- _EXERCISE DIRECTIONS_
Copy each line of the data exactly. Leave nothing out.

- _INFORMATION GIVEN_
################
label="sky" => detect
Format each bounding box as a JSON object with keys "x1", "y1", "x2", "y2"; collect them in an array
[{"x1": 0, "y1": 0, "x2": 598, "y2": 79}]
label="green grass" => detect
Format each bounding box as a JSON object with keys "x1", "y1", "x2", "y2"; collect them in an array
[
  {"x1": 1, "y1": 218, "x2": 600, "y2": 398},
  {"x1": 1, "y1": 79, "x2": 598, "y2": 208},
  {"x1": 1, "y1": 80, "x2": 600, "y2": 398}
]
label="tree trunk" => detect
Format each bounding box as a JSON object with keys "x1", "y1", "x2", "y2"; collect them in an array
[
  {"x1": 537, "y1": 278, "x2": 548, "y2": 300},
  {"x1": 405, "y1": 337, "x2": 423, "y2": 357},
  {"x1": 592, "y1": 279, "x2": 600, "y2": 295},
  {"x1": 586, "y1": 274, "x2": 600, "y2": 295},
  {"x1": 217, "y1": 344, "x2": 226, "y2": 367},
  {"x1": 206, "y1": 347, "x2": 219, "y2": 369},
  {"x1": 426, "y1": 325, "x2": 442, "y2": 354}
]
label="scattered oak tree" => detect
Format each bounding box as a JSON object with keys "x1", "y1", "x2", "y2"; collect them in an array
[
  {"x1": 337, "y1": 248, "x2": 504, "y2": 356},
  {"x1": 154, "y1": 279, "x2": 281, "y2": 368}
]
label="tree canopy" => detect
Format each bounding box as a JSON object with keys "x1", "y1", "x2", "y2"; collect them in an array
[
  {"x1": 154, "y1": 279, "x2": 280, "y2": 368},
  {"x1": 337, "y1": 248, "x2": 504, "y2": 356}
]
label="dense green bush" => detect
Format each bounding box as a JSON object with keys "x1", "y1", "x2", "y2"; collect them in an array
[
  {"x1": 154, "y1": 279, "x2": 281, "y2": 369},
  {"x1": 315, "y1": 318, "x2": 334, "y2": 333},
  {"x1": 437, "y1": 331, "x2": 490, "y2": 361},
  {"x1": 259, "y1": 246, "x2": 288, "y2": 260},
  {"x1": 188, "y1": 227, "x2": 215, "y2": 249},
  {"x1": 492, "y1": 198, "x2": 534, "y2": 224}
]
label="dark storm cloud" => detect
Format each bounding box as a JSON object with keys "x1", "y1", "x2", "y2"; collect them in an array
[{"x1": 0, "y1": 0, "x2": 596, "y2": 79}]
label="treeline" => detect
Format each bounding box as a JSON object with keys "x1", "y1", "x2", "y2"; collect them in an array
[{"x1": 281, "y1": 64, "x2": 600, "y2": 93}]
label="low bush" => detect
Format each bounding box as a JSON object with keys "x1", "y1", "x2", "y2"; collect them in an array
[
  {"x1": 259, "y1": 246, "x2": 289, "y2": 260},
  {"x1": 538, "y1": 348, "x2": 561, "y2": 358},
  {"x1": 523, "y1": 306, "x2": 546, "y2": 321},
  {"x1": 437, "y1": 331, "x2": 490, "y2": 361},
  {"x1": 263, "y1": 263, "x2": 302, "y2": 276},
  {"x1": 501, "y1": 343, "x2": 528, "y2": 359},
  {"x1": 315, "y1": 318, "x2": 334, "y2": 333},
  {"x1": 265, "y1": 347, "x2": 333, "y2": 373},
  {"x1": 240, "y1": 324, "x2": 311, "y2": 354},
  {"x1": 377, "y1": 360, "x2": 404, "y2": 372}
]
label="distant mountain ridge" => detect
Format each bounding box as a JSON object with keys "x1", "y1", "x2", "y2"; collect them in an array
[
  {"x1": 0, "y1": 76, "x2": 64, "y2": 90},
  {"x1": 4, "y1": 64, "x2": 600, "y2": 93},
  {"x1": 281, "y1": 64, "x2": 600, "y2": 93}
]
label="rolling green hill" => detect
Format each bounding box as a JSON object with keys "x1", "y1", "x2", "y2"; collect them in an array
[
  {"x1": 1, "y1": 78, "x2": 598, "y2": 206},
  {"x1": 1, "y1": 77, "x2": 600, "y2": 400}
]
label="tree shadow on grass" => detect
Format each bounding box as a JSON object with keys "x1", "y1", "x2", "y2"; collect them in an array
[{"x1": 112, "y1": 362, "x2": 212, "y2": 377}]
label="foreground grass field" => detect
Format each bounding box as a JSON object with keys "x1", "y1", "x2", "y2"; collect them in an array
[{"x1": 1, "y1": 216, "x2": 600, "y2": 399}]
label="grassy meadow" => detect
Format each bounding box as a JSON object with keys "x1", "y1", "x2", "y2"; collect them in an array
################
- _SOLUTION FOR THIS PROBLEM_
label="sky" => detect
Format each bounding box as a JSON object with keys "x1", "y1", "x2", "y2"; collect them in an array
[{"x1": 0, "y1": 0, "x2": 598, "y2": 79}]
label="green grass" => detect
Format each bounding box as a JSON object with keys "x1", "y1", "x2", "y2"; collect them in an array
[
  {"x1": 1, "y1": 218, "x2": 600, "y2": 398},
  {"x1": 1, "y1": 79, "x2": 598, "y2": 208},
  {"x1": 1, "y1": 80, "x2": 600, "y2": 398}
]
label="tree trunk" => detect
Format each bounding box as a JSON object with keys "x1", "y1", "x2", "y2"; collect them in an array
[
  {"x1": 537, "y1": 278, "x2": 548, "y2": 300},
  {"x1": 405, "y1": 337, "x2": 423, "y2": 357},
  {"x1": 592, "y1": 279, "x2": 600, "y2": 295},
  {"x1": 586, "y1": 274, "x2": 600, "y2": 295},
  {"x1": 217, "y1": 344, "x2": 226, "y2": 367},
  {"x1": 206, "y1": 347, "x2": 219, "y2": 369},
  {"x1": 426, "y1": 325, "x2": 442, "y2": 354}
]
label="scattered oak tree" => detect
Format each bounding box as a JSON object with keys "x1", "y1", "x2", "y2"; collect them in an array
[
  {"x1": 337, "y1": 248, "x2": 504, "y2": 356},
  {"x1": 154, "y1": 279, "x2": 281, "y2": 368}
]
label="tree canopy" => detect
Format each bounding box as a JSON object with keys "x1", "y1", "x2", "y2"; collect them in an array
[
  {"x1": 154, "y1": 279, "x2": 280, "y2": 368},
  {"x1": 337, "y1": 248, "x2": 504, "y2": 356}
]
label="dense green bush" => detect
Format each bounding box as a JSON object with keys "x1", "y1", "x2", "y2"; collect them in an array
[
  {"x1": 154, "y1": 279, "x2": 281, "y2": 369},
  {"x1": 315, "y1": 318, "x2": 334, "y2": 333},
  {"x1": 437, "y1": 331, "x2": 490, "y2": 361},
  {"x1": 259, "y1": 246, "x2": 288, "y2": 260},
  {"x1": 188, "y1": 227, "x2": 215, "y2": 249},
  {"x1": 492, "y1": 198, "x2": 534, "y2": 224}
]
label="dark storm cloud" => detect
Format each bounding box as a JSON object with keys "x1", "y1", "x2", "y2"; collect them in an array
[{"x1": 0, "y1": 0, "x2": 596, "y2": 79}]
label="treeline" => detect
Format each bounding box as a JSON object with keys "x1", "y1", "x2", "y2"; collect them in an array
[{"x1": 281, "y1": 64, "x2": 600, "y2": 93}]
label="low bush" => detect
Format each bounding box as a JSON object with keys "x1", "y1", "x2", "y2"; collect them in an array
[
  {"x1": 259, "y1": 246, "x2": 289, "y2": 260},
  {"x1": 538, "y1": 348, "x2": 561, "y2": 358},
  {"x1": 523, "y1": 306, "x2": 546, "y2": 321},
  {"x1": 437, "y1": 331, "x2": 490, "y2": 361},
  {"x1": 263, "y1": 263, "x2": 302, "y2": 276},
  {"x1": 501, "y1": 343, "x2": 528, "y2": 359},
  {"x1": 315, "y1": 318, "x2": 334, "y2": 333},
  {"x1": 265, "y1": 347, "x2": 333, "y2": 373},
  {"x1": 240, "y1": 324, "x2": 311, "y2": 354},
  {"x1": 377, "y1": 360, "x2": 404, "y2": 372}
]
label="distant mountain ridge" => detect
Format each bounding box as a JSON object with keys "x1", "y1", "x2", "y2"; collect them in an array
[
  {"x1": 0, "y1": 76, "x2": 64, "y2": 90},
  {"x1": 4, "y1": 64, "x2": 600, "y2": 93},
  {"x1": 281, "y1": 64, "x2": 600, "y2": 93}
]
label="rolling green hill" => detect
Format each bounding box as a JSON object with keys "x1", "y1", "x2", "y2"; collect them in an array
[
  {"x1": 1, "y1": 78, "x2": 598, "y2": 206},
  {"x1": 1, "y1": 77, "x2": 600, "y2": 400}
]
label="tree shadow on grass" => detect
Format each bounding box as a JSON object with keys "x1", "y1", "x2", "y2"; collect them in an array
[{"x1": 112, "y1": 362, "x2": 212, "y2": 377}]
label="foreground grass field" => detect
Format each bounding box as a JSON object with keys "x1", "y1", "x2", "y2"; collect them in an array
[{"x1": 1, "y1": 216, "x2": 600, "y2": 399}]
label="grassy meadow" => detect
Format each bounding box as a JSON object with keys "x1", "y1", "x2", "y2"; collect them in an array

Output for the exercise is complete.